▶ _Prompt_: Edit the items below by replacing "man's face" with "person's face" wherever it occurs, leaving everything else unchanged.

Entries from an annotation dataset
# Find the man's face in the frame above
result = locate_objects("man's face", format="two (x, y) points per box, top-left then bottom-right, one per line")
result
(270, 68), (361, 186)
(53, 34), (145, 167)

▶ _Output of the exercise_:
# Find the person's face in the frame above
result = locate_objects("person's face", format="two (x, y) points per box, top-left then bottom-right, one per line")
result
(270, 68), (361, 186)
(53, 34), (145, 167)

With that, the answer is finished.